[What is expected]
Which lines of the entries below hold the word "window"? Report each of them.

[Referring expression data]
########
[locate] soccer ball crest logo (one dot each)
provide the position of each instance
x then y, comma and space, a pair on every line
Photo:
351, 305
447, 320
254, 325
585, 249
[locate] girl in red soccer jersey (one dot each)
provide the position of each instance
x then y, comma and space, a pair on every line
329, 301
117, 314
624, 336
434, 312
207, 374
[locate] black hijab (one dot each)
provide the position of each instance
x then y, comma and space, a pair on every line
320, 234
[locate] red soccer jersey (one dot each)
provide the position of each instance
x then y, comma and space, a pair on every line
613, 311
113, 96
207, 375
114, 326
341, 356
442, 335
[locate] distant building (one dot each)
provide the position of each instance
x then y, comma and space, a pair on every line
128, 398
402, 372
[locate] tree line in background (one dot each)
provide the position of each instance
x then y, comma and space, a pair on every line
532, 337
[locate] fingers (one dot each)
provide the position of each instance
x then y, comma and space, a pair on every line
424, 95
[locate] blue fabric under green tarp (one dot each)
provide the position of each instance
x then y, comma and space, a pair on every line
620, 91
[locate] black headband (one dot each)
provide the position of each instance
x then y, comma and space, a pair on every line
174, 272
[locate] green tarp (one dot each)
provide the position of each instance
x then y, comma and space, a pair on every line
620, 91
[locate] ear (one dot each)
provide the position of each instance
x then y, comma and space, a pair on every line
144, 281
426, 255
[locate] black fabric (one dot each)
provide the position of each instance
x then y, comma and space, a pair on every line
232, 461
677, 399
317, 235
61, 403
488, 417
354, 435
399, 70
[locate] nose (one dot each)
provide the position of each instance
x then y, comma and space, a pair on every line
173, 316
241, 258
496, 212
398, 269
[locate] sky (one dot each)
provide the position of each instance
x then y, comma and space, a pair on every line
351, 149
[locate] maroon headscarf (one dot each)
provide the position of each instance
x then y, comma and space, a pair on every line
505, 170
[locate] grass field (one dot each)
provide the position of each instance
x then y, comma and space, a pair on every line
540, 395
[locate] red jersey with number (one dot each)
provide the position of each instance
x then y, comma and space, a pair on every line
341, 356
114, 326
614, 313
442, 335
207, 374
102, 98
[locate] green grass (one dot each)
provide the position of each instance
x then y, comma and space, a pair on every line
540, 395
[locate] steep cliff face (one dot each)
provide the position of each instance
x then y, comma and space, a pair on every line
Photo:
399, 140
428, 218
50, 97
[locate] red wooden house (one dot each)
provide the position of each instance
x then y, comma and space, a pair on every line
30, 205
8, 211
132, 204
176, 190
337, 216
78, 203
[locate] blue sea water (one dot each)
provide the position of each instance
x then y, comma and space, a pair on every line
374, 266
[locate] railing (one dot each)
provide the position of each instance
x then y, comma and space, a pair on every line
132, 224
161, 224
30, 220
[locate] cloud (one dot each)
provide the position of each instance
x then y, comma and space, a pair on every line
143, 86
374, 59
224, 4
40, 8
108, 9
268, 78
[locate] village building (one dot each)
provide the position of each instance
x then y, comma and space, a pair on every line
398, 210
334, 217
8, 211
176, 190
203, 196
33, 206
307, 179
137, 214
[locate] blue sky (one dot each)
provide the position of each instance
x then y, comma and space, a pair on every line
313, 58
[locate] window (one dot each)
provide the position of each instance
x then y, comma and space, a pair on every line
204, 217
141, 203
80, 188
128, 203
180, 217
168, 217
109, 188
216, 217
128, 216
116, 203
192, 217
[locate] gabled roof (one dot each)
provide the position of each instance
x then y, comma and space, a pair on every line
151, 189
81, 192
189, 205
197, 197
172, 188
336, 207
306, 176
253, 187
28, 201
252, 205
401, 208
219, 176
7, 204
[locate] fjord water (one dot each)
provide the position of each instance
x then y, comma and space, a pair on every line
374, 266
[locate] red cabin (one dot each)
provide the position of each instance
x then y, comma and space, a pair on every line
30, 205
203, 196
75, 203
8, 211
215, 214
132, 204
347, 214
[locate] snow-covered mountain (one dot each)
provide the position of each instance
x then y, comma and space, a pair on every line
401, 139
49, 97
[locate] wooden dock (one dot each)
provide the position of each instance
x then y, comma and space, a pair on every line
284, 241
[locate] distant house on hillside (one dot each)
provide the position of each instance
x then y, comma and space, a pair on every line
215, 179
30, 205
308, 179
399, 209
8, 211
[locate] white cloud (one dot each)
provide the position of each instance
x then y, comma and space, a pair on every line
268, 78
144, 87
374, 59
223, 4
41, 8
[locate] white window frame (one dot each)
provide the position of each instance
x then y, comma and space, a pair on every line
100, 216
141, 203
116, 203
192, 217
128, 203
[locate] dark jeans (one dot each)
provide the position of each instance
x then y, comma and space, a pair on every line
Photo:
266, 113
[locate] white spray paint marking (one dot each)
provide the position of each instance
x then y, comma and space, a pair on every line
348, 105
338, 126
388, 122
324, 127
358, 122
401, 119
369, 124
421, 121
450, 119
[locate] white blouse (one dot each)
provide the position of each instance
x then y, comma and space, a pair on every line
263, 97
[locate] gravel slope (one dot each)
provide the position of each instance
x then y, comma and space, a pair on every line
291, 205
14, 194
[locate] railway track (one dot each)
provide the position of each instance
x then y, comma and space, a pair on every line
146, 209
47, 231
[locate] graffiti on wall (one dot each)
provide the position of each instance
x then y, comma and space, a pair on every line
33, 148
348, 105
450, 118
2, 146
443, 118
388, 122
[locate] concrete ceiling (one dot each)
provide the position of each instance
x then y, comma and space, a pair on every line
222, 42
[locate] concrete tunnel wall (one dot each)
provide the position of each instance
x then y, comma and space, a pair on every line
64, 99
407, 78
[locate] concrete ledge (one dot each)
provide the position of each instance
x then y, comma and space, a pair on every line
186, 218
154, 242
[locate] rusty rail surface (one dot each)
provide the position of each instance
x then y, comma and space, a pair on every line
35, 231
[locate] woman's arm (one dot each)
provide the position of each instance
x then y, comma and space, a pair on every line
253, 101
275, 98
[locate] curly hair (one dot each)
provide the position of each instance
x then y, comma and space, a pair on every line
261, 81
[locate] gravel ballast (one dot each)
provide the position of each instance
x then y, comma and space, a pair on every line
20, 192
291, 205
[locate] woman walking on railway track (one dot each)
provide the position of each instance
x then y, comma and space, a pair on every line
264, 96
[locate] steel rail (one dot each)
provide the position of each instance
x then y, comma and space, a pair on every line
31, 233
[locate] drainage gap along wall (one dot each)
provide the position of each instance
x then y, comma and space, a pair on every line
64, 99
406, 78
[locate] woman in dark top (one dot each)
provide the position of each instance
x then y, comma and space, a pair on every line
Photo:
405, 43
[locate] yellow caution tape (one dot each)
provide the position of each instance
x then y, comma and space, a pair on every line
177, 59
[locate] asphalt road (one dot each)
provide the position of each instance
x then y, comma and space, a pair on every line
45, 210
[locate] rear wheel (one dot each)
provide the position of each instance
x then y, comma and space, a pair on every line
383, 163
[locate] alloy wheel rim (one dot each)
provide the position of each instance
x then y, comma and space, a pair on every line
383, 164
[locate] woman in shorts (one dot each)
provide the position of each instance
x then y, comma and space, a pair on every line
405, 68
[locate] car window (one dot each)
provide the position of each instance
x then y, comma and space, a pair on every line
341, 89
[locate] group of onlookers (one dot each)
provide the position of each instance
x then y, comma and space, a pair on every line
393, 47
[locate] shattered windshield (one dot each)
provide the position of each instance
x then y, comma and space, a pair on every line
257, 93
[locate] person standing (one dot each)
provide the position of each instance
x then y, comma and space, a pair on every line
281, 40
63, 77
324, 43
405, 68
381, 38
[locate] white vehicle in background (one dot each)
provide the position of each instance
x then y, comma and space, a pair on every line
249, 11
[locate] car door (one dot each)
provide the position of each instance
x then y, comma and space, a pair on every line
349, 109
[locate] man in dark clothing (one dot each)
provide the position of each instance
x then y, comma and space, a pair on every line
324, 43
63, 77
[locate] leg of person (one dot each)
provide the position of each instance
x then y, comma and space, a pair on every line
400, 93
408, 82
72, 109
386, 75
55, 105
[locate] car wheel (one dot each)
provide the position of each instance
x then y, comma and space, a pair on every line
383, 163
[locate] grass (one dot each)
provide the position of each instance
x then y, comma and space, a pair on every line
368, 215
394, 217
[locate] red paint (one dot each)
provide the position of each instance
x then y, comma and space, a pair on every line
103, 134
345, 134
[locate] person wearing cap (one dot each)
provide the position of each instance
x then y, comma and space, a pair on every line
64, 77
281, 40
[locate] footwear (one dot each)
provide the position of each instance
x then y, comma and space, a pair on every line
########
[Solution for this exercise]
[locate] window (one dot each)
[locate] white window frame (one dot each)
[locate] car window (one dot each)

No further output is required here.